### Work to do
Filter the records, keeping only the lines that contain the string "balcony", and copy those lines. Matching is case-sensitive.

Image region outline records:
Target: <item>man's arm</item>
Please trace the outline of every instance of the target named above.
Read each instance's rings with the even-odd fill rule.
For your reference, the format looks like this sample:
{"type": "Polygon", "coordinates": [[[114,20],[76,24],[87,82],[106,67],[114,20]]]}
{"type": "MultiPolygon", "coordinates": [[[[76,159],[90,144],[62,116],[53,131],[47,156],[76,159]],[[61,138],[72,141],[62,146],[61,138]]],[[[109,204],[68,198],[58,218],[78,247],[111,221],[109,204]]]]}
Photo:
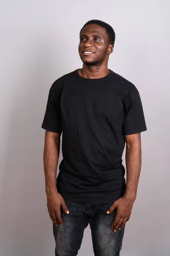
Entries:
{"type": "Polygon", "coordinates": [[[43,160],[47,193],[57,190],[57,169],[60,154],[60,134],[45,131],[43,160]]]}
{"type": "Polygon", "coordinates": [[[126,143],[126,187],[124,197],[134,202],[141,169],[141,134],[125,136],[126,143]]]}
{"type": "Polygon", "coordinates": [[[117,209],[115,220],[111,227],[116,232],[121,229],[128,221],[133,204],[136,197],[137,188],[141,168],[141,142],[140,133],[125,136],[126,142],[126,187],[125,194],[114,202],[107,213],[117,209]]]}
{"type": "Polygon", "coordinates": [[[47,207],[51,218],[57,226],[62,225],[60,213],[62,206],[66,213],[68,208],[56,186],[57,169],[60,155],[60,134],[46,131],[44,149],[44,169],[47,207]]]}

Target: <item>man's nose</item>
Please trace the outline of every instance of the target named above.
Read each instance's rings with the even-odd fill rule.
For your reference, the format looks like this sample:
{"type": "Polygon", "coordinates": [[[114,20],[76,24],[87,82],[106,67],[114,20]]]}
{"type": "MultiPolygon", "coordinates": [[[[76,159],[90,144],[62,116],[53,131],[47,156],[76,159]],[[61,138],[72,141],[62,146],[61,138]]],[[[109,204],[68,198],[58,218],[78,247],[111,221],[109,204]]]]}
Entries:
{"type": "Polygon", "coordinates": [[[89,39],[88,40],[87,40],[85,42],[84,46],[86,47],[93,47],[93,44],[92,41],[89,39]]]}

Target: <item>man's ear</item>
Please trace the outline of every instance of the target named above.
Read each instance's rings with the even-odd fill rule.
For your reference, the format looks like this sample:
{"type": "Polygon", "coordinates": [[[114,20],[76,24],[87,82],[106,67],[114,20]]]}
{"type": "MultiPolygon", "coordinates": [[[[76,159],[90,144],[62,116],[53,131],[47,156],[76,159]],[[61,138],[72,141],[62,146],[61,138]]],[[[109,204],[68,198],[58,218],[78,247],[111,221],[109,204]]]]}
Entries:
{"type": "Polygon", "coordinates": [[[108,52],[108,54],[110,54],[113,52],[113,48],[114,45],[113,44],[110,44],[109,45],[108,52]]]}

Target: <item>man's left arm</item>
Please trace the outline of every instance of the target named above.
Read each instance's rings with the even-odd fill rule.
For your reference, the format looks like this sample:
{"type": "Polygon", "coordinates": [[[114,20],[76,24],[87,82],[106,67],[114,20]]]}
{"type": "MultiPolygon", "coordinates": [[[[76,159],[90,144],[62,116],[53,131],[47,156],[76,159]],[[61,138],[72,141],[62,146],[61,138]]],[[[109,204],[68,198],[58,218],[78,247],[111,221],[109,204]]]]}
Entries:
{"type": "Polygon", "coordinates": [[[108,209],[107,213],[116,208],[117,211],[111,227],[114,232],[120,230],[128,221],[133,204],[136,198],[137,188],[141,168],[141,134],[125,135],[126,143],[126,165],[127,180],[124,196],[116,201],[108,209]]]}

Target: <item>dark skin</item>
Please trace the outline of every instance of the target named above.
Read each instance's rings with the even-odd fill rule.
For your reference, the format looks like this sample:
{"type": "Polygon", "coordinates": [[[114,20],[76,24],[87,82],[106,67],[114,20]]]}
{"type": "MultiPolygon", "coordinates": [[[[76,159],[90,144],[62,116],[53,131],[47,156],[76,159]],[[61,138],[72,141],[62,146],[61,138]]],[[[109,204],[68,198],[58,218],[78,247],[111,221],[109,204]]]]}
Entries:
{"type": "MultiPolygon", "coordinates": [[[[81,32],[79,45],[79,54],[83,64],[79,70],[80,76],[91,79],[101,78],[110,72],[108,68],[110,54],[113,45],[110,44],[105,29],[96,24],[85,26],[81,32]],[[83,53],[92,51],[93,53],[83,53]]],[[[60,148],[60,134],[46,131],[44,150],[44,166],[47,207],[50,217],[57,226],[63,224],[61,216],[62,207],[67,214],[68,208],[56,187],[57,169],[60,148]]],[[[116,218],[111,225],[114,232],[120,230],[130,219],[136,199],[141,167],[140,134],[125,136],[126,143],[126,188],[124,195],[116,201],[107,213],[117,208],[116,218]]]]}

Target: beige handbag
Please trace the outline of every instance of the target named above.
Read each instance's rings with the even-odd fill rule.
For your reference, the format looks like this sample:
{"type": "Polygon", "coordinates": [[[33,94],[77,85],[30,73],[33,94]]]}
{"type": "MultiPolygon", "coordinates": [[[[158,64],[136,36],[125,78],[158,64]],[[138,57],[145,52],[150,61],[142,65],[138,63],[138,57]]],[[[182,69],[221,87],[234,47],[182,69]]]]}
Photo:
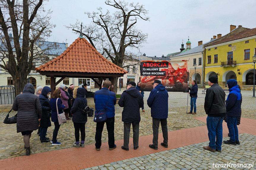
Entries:
{"type": "Polygon", "coordinates": [[[61,114],[59,114],[59,110],[58,109],[58,105],[57,103],[58,102],[58,99],[59,98],[57,98],[56,100],[56,109],[57,109],[57,114],[58,116],[58,121],[59,121],[59,124],[61,124],[62,123],[66,123],[67,119],[66,119],[66,116],[65,116],[65,113],[63,112],[61,114]]]}

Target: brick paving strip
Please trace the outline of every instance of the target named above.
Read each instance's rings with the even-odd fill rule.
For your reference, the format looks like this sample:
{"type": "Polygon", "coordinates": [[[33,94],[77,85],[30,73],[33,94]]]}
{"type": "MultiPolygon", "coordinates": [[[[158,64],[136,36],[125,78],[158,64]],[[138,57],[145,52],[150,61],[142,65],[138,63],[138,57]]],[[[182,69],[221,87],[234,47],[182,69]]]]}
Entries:
{"type": "MultiPolygon", "coordinates": [[[[206,117],[205,116],[195,118],[205,122],[206,117]]],[[[238,131],[240,133],[247,133],[256,135],[255,125],[256,124],[256,120],[242,118],[241,122],[243,122],[244,123],[241,123],[239,126],[238,131]]],[[[223,124],[223,136],[227,137],[228,130],[226,127],[226,124],[224,122],[223,124]]],[[[122,149],[121,146],[123,144],[123,140],[119,140],[116,141],[115,144],[117,148],[113,150],[109,150],[108,143],[105,142],[102,143],[100,151],[96,151],[95,150],[94,145],[91,145],[85,146],[84,148],[73,148],[32,154],[29,156],[23,156],[2,159],[0,160],[0,170],[82,169],[152,154],[155,154],[155,155],[162,154],[161,153],[163,153],[161,152],[166,152],[170,150],[176,148],[178,149],[181,147],[183,147],[182,148],[185,148],[185,146],[191,145],[195,144],[204,142],[204,144],[207,145],[208,143],[206,142],[208,141],[207,133],[207,128],[205,125],[169,132],[168,147],[168,148],[164,148],[160,145],[160,141],[163,140],[163,138],[162,134],[159,134],[158,140],[159,143],[158,150],[157,150],[152,149],[148,147],[149,144],[151,144],[153,138],[152,135],[150,135],[139,137],[139,147],[137,150],[133,150],[132,147],[132,139],[131,139],[130,140],[130,150],[129,151],[122,149]],[[160,153],[158,153],[159,152],[160,153]]],[[[252,141],[253,140],[253,142],[255,143],[255,137],[251,137],[250,139],[252,141]]],[[[226,138],[228,139],[228,138],[226,138]]],[[[254,157],[255,158],[255,145],[253,145],[254,143],[253,142],[250,143],[249,141],[248,143],[251,147],[252,147],[253,151],[254,152],[254,157]]],[[[201,145],[201,144],[200,145],[201,145]]],[[[235,146],[238,147],[239,146],[235,146]]],[[[243,148],[242,143],[241,146],[241,148],[245,150],[245,152],[248,152],[248,151],[249,152],[250,150],[247,150],[248,149],[247,148],[243,148]]],[[[199,148],[202,147],[202,146],[200,146],[199,148]]],[[[233,147],[231,146],[230,147],[232,148],[233,147]]],[[[227,148],[228,148],[227,150],[230,148],[228,146],[227,148]]],[[[238,150],[240,149],[239,147],[237,148],[238,150]]],[[[179,150],[178,149],[177,149],[179,150]]],[[[225,155],[225,153],[223,151],[219,154],[225,155]]],[[[216,153],[211,153],[206,155],[209,155],[209,154],[217,154],[216,153]]],[[[203,157],[205,157],[203,155],[201,155],[203,157]]],[[[172,156],[171,154],[171,155],[172,156]]],[[[185,157],[189,158],[189,155],[188,154],[185,157]]],[[[249,158],[253,156],[248,156],[249,158]]],[[[177,158],[178,158],[179,157],[178,156],[177,158]]],[[[182,166],[181,165],[181,168],[182,166]]],[[[132,167],[135,168],[135,166],[132,167]]],[[[102,167],[103,168],[106,168],[102,167]]],[[[98,168],[99,168],[96,169],[98,168]]],[[[133,168],[130,167],[128,169],[133,168]]],[[[107,169],[103,168],[102,169],[107,169]]]]}

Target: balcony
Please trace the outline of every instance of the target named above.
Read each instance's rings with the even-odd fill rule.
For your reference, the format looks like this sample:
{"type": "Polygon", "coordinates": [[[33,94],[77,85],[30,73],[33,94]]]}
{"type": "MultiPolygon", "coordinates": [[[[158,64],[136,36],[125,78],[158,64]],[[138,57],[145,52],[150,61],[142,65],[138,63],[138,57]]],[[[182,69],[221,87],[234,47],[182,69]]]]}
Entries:
{"type": "Polygon", "coordinates": [[[227,61],[221,61],[221,65],[223,67],[234,66],[236,65],[236,60],[231,60],[227,61]]]}

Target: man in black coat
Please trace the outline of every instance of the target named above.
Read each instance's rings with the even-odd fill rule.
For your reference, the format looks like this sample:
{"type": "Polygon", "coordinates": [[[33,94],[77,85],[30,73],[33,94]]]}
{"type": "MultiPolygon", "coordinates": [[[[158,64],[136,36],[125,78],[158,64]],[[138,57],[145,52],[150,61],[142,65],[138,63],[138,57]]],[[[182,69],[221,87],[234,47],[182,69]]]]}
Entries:
{"type": "Polygon", "coordinates": [[[195,80],[192,80],[192,87],[190,88],[188,86],[188,90],[190,90],[190,92],[188,92],[189,95],[190,96],[190,111],[187,113],[195,114],[196,114],[196,106],[195,105],[195,102],[196,99],[197,98],[197,91],[198,90],[198,87],[196,83],[196,81],[195,80]],[[193,108],[194,107],[194,113],[193,111],[193,108]]]}
{"type": "Polygon", "coordinates": [[[130,81],[126,88],[122,93],[118,105],[123,107],[122,112],[122,121],[124,122],[124,145],[122,148],[129,150],[129,138],[131,124],[133,132],[133,149],[139,148],[139,122],[140,122],[140,108],[144,105],[143,98],[135,88],[136,83],[130,81]]]}

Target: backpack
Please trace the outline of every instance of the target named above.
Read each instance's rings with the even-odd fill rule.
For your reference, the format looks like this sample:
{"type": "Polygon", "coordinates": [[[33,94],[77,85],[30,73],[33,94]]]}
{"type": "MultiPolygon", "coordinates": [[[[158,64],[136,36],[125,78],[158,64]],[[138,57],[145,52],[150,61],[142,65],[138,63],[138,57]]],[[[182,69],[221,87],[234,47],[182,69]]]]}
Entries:
{"type": "MultiPolygon", "coordinates": [[[[82,101],[82,103],[83,103],[83,102],[82,101],[79,99],[79,98],[78,98],[79,99],[79,100],[81,101],[82,101]]],[[[85,103],[84,104],[84,107],[82,109],[80,109],[79,107],[78,108],[78,109],[82,111],[82,113],[84,114],[87,114],[88,113],[90,112],[90,108],[89,107],[89,106],[87,106],[87,103],[85,103]]]]}

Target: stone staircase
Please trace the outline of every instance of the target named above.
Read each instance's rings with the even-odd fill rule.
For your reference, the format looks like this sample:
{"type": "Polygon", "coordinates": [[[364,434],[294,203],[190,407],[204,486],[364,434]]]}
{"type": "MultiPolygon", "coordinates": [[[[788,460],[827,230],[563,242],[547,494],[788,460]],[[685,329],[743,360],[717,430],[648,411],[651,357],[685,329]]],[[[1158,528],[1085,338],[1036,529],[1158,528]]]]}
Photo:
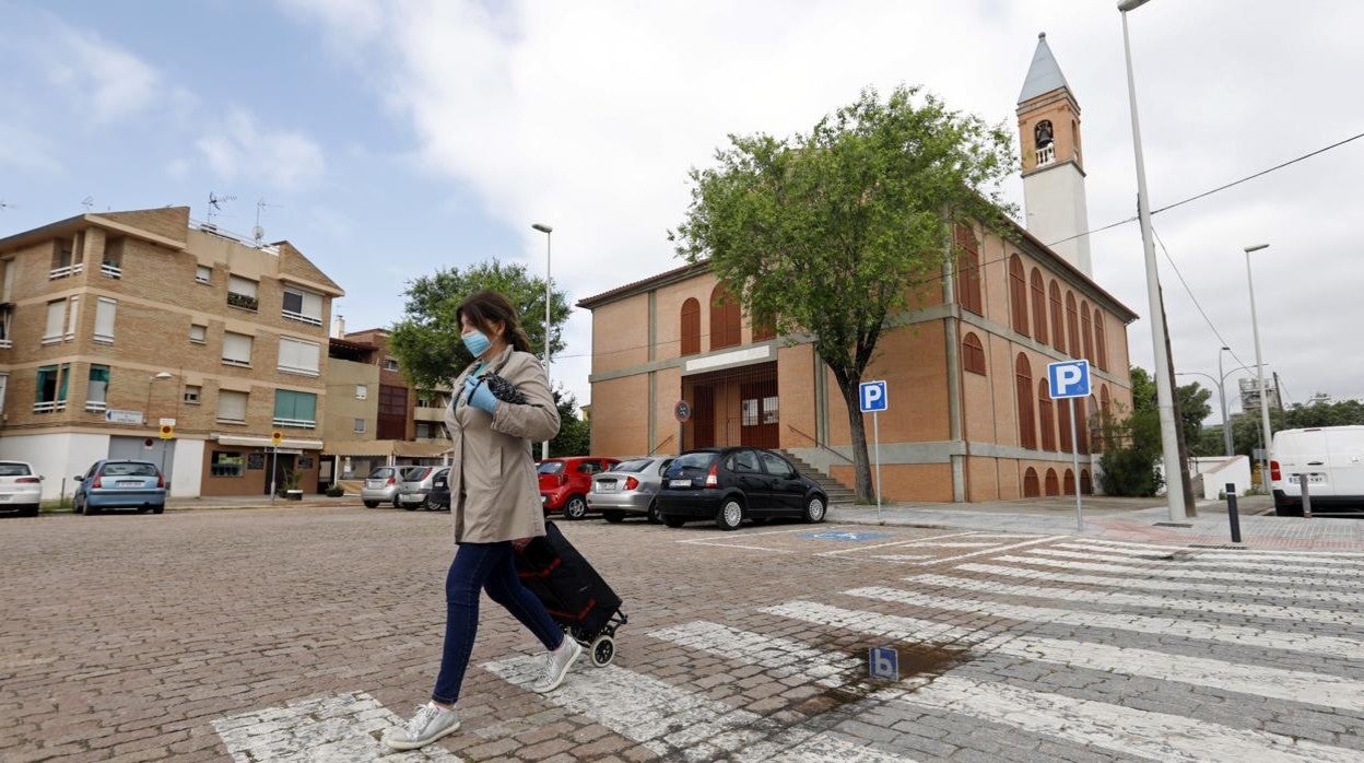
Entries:
{"type": "Polygon", "coordinates": [[[853,504],[853,502],[857,501],[857,493],[854,493],[853,490],[850,490],[842,482],[833,479],[832,476],[821,472],[820,470],[817,470],[817,468],[812,467],[810,464],[805,463],[803,460],[798,459],[790,450],[777,450],[777,453],[782,453],[782,456],[784,456],[787,461],[791,461],[791,464],[795,468],[801,470],[801,474],[803,474],[805,476],[807,476],[807,478],[813,479],[814,482],[820,483],[820,487],[829,497],[829,504],[831,505],[833,505],[833,504],[853,504]]]}

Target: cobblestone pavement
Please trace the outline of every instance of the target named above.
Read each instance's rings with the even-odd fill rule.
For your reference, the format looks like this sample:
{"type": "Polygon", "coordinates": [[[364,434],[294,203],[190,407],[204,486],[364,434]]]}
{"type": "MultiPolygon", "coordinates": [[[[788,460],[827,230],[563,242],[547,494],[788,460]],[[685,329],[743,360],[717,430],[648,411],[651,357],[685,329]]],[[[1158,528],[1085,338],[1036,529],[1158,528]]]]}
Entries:
{"type": "Polygon", "coordinates": [[[0,519],[0,760],[1364,760],[1364,553],[561,527],[626,601],[615,661],[535,695],[487,605],[464,726],[387,755],[438,667],[449,515],[0,519]]]}

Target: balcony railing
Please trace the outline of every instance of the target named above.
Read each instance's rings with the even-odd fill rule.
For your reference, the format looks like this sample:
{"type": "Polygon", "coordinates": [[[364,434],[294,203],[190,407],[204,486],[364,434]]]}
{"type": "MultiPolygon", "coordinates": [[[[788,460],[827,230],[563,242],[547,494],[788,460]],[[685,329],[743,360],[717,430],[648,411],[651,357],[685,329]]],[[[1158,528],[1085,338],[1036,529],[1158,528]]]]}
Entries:
{"type": "Polygon", "coordinates": [[[85,262],[76,262],[75,265],[63,265],[61,268],[53,268],[48,273],[48,280],[55,281],[57,278],[65,278],[67,276],[76,276],[85,270],[85,262]]]}

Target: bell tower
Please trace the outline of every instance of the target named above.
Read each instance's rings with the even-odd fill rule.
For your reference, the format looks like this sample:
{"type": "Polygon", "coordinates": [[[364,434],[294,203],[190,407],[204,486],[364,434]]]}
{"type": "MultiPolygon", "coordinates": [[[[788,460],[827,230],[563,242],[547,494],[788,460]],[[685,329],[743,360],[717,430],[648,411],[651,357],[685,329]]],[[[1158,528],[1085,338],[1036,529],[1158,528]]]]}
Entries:
{"type": "Polygon", "coordinates": [[[1090,239],[1073,237],[1090,229],[1080,105],[1052,56],[1045,31],[1037,35],[1033,66],[1019,93],[1018,116],[1027,231],[1093,277],[1090,239]]]}

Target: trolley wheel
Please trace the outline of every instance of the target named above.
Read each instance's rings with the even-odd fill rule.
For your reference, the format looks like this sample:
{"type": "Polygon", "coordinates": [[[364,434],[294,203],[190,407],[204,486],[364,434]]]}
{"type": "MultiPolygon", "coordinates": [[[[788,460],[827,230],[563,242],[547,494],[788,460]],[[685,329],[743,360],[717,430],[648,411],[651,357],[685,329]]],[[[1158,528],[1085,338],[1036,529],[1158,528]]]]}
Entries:
{"type": "Polygon", "coordinates": [[[592,640],[592,665],[606,667],[615,658],[615,639],[611,636],[597,636],[592,640]]]}

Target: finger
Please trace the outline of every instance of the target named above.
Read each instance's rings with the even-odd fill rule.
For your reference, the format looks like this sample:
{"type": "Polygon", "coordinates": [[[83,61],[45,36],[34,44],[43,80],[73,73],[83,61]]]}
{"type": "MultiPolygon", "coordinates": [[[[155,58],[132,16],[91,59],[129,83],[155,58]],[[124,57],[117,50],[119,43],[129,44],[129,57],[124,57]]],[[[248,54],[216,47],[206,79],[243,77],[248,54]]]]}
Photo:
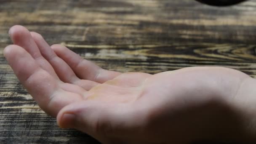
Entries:
{"type": "Polygon", "coordinates": [[[10,29],[9,34],[15,45],[25,49],[36,60],[40,67],[49,72],[54,78],[59,79],[51,64],[41,55],[28,30],[22,26],[16,25],[10,29]]]}
{"type": "Polygon", "coordinates": [[[56,55],[40,34],[35,32],[31,32],[31,34],[42,55],[51,64],[61,80],[75,84],[86,90],[89,90],[98,84],[94,82],[83,80],[77,77],[70,67],[56,55]]]}
{"type": "Polygon", "coordinates": [[[42,69],[24,49],[16,45],[5,48],[4,54],[15,74],[39,106],[53,117],[59,110],[81,98],[61,89],[58,81],[42,69]]]}
{"type": "MultiPolygon", "coordinates": [[[[71,104],[61,110],[57,120],[61,128],[75,128],[106,143],[113,136],[127,134],[132,117],[126,105],[102,104],[85,101],[71,104]]],[[[133,128],[132,126],[130,128],[133,128]]]]}
{"type": "Polygon", "coordinates": [[[120,72],[104,69],[93,62],[82,58],[63,45],[54,45],[51,48],[81,79],[102,83],[121,74],[120,72]]]}

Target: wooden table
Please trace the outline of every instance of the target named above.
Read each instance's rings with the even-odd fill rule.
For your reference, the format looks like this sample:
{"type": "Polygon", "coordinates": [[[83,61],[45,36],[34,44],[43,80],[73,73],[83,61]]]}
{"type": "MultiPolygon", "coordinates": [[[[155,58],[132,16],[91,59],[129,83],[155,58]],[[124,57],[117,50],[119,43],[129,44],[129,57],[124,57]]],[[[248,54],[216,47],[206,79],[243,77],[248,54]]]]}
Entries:
{"type": "Polygon", "coordinates": [[[21,85],[3,55],[10,27],[110,70],[221,66],[255,77],[256,11],[253,0],[221,8],[191,0],[0,0],[0,143],[97,143],[59,128],[21,85]]]}

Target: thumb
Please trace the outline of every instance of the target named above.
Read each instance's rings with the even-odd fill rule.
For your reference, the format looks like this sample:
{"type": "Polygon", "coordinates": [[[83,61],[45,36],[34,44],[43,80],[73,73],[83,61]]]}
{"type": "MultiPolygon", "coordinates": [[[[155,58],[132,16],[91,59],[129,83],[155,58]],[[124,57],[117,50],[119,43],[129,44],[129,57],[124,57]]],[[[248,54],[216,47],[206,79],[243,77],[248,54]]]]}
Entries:
{"type": "MultiPolygon", "coordinates": [[[[57,116],[61,128],[74,128],[101,141],[124,133],[129,117],[125,105],[83,101],[69,104],[57,116]]],[[[131,115],[130,115],[131,116],[131,115]]],[[[106,143],[106,142],[104,142],[106,143]]]]}

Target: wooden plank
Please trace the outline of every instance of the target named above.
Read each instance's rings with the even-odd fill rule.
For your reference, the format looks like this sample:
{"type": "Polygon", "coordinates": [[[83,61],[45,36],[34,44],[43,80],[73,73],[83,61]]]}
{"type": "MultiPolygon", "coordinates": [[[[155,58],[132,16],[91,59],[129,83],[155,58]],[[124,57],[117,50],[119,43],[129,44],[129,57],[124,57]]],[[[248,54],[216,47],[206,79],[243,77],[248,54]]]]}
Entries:
{"type": "Polygon", "coordinates": [[[58,128],[4,59],[21,24],[104,68],[155,74],[220,66],[256,76],[256,0],[216,8],[191,0],[0,0],[0,143],[96,143],[58,128]]]}

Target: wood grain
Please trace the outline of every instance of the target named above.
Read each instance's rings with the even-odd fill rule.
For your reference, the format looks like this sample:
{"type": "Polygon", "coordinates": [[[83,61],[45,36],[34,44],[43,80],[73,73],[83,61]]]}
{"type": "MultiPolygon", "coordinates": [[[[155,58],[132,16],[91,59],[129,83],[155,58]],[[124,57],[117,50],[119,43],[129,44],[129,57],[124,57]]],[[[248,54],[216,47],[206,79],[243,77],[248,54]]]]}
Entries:
{"type": "Polygon", "coordinates": [[[227,8],[191,0],[0,0],[0,143],[97,143],[58,128],[3,55],[15,24],[105,69],[155,74],[224,66],[256,77],[256,0],[227,8]]]}

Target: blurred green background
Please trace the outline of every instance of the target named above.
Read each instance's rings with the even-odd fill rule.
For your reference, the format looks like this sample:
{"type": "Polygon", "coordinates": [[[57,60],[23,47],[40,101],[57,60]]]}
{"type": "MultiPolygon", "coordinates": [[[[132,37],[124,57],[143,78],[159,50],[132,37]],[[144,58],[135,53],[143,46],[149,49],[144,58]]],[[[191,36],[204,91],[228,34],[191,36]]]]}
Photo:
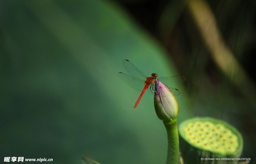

### Correct answer
Target: balcony
Target: balcony railing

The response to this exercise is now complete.